- Orden de trabajo A
Responda estas preguntas a partir del texto sobre Vedrà:
(i) ¿Con quién pudo mantener conversaciones el Padre Palau en el islote sagrado?
(ii) ¿En qué restaurante y en qué calle transcurre la escena del mediodía de invierno?
(iii) ¿Cuántos comensales había en la mesa de al lado?
- Orden de trabajo B
Transcriba del texto sobre Vedrà el fragmento que va desde "Otrora el Padre" hasta "testimonio por escrito.".

- Texto seleccionado
Y un chamán predicaba que es un nido de almas robadas.
Otrora el Padre Palau encontró en Vedrà ese espacio litúrgico propio de una catedral. Fruto de la inspiración que le produjo Ramon Llull en sus retiros ascéticos y místicos de varios días, a veces semanas, allende la Tramontana, el padre Palau replicó la práctica en el islote sagrado donde también pudo mantener conversaciones con la Virgen María y de las que, además, dejó testimonio por escrito.
Un mediodía de invierno, comiendo un menú del día en el restaurante Katmandú de la calle San Vicente. En la mesa de mi lado ocho comensales, de entre veinte y cuarenta años, compartían sus experiencias de cómo habían sido abducidos por extraterrestres. Decían que en la misma explanada de los círculos de piedras, que tanto le gustan a Vicente Guasch, hay un “Software” con el que, a través de unos códigos (que, por lo que entendí, te los proporciona la líder del grupo), puedes acceder a ser abducido. Una chica con acento gallego y de unos veinte años decía haberse quedado embarazada en una de las abducciones y, en tono vehemente, aseguró que la líder le había dicho que quizás su criatura podía ser el elegido.

Datos de localización espacial
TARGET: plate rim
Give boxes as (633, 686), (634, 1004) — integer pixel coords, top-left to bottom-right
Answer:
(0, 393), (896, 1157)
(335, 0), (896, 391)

- Resultado de la tarea A
(i) Con la Virgen María.
(ii) En el restaurante Katmandú de la calle San Vicente.
(iii) Ocho.

- Resultado de la tarea B
Otrora el Padre Palau encontró en Vedrà ese espacio litúrgico propio de una catedral. Fruto de la inspiración que le produjo Ramon Llull en sus retiros ascéticos y místicos de varios días, a veces semanas, allende la Tramontana, el padre Palau replicó la práctica en el islote sagrado donde también pudo mantener conversaciones con la Virgen María y de las que, además, dejó testimonio por escrito.